▸ TEXT PROVIDED
** Begin **

You obviously havent heard of Harrods, John Lewis or similar doing the opposite.I would say there's an increasing realism that any charges above basic levels are not worth paying unless they are accompanied by performance.
You would say that given your position. However, in the real world, charges usually have little to do with what people want. Certainly value for money is important but quality of product and service is the most common thing required.I am an Independent Financial Adviser (IFA). The comments I make are just my opinion and are for discussion purposes only. They are not financial advice and you should not treat them as such. If you feel an area discussed may be relevant to you, then please seek advice from an Independent Financial Adviser local to you.0 -
I'm still reeling from shock at that 0.8% pa for IFAs over ten years of a WP Bond.
In the USA that's the sort of fee you would pay for INVESTING the money, not deciding where it should be placed :mad:.0 -
I'm still reeling from shock at that 0.8% pa for IFAs over ten years of a WP Bond.
Why? It costs no more to the consumer. It's a business choice for the providers.In the USA that's the sort of fee you would pay for INVESTING the money, not deciding where it should be placed
Go move there then. Or perhaps China would suit your communist approach.I am an Independent Financial Adviser (IFA). The comments I make are just my opinion and are for discussion purposes only. They are not financial advice and you should not treat them as such. If you feel an area discussed may be relevant to you, then please seek advice from an Independent Financial Adviser local to you.0 -
Me a Communist
? That's a laff. You might more accurately accuse Martin & MSE of Communism.
Yea. Of course :rotfl: .dunstonh wrote:Why? [0.8% pa reductions paid to IFAs] cost no more to the consumer. It's a business choice for the providers.
Rest assured I will publicise your views more widely.0 -
Dunstonh,
Feel I would like to chip in.
I've read a few of your posts over the last few months since joining MSE.
Always found that what you say in your posts always stands up 100%.
There is jargon in every industry, when a product is explained, it can be easy to miss or misunderstand information on a product.
Too easy to cast doubt over a product after reading a newspaper.
Also this can shake a persons confidence in advice received- whether the adviser is a family friend /tied adviser / ifa.
OK thats off my chest-0 -
Thank you Keith. Its hard work sometimes

Quote:
Why? [0.8% pa reductions paid to IFAs] cost no more to the consumer. It's a business choice for the providers.
Yea. Of course :rotfl: .
Rest assured I will publicise your views more widely.
Feel free. I would suggest you correct your post though as I did not say what you have quoted me as saying. What you have edited it to is something completely different.
I see absolutely no problem with what the IFA does or does not get paid. The important part is what the consumer gets charged.
Lets knock up an example...
Company A has a reduction in yield of 1% over 10 years and pays the IFA £4000 commission.

** End **

▸ DATA EXTRACT
** Begin **

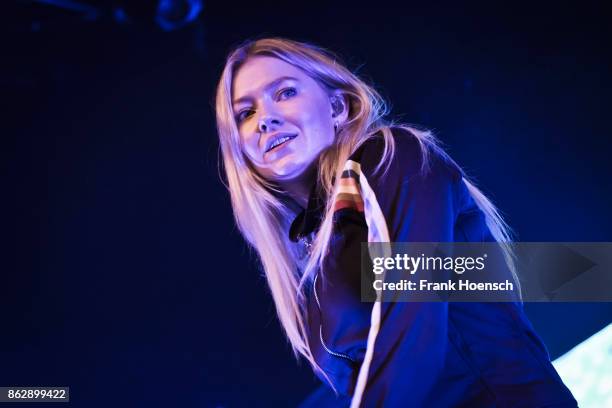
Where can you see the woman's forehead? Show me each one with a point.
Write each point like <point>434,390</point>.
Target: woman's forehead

** End **

▸ WRITTEN REQUEST
In the forum discussion about adviser fees, how much commission does Company A pay the IFA in the example?

▸ TASK OUTPUT
£4000